Sebastian Bach è stato messo a freno da Bob Rock (lui stesso ha dichiarato che le litigate si sono sprecate in sede di registrazione), e i tempi veloci e duri lasciano poco spazio ai consueti vocalizzi a cui ci ha abituato, ma la sua prova rimane assolutamente sopra la media, così come quella del gruppo, nonostante si sia cimentato in un terreno in cui non si muove naturalmente.

La tracklist è assemblata con maestria e fa si che il disco scorra piacevolmente, alternando sfuriate simil punk-hardcore ad altri altrettanto pesanti ma cadenzati, senza tralasciare, ovviamente, le ballads. E' un peccato che questo sia l'ultimo capitolo degli Skid con Sebastian, visto che le carriere di entrambi sono andate male, o quantomeno molto al di sotto dei loro standard abituali.

Sezione dati:

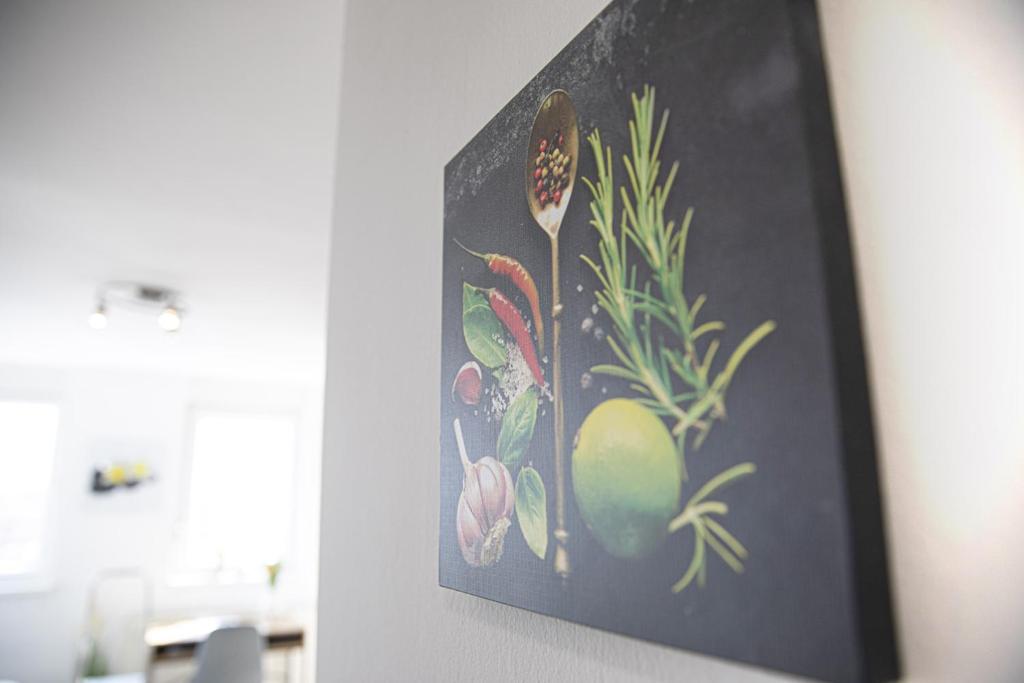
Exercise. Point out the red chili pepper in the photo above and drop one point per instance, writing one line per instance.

Esercizi:
(a) Trascrivi il passo della recensione che va da "Sebastian Bach è" fino a "si muove naturalmente.".
(b) Per ciascuna affermazione indica se concorda con la recensione, rispondendo sì o no e citando le parole decisive del testo: (i) Bob Rock ha posto un freno a Sebastian Bach; (ii) nel disco non ci sono ballate; (iii) si tratta dell'ultimo capitolo degli Skid con Sebastian.

Risultati per esercizio:
(a)
Sebastian Bach è stato messo a freno da Bob Rock (lui stesso ha dichiarato che le litigate si sono sprecate in sede di registrazione), e i tempi veloci e duri lasciano poco spazio ai consueti vocalizzi a cui ci ha abituato, ma la sua prova rimane assolutamente sopra la media, così come quella del gruppo, nonostante si sia cimentato in un terreno in cui non si muove naturalmente.

(b)
(i) Sì: "Sebastian Bach è stato messo a freno da Bob Rock".
(ii) No: "senza tralasciare, ovviamente, le ballads".
(iii) Sì: "E' un peccato che questo sia l'ultimo capitolo degli Skid con Sebastian".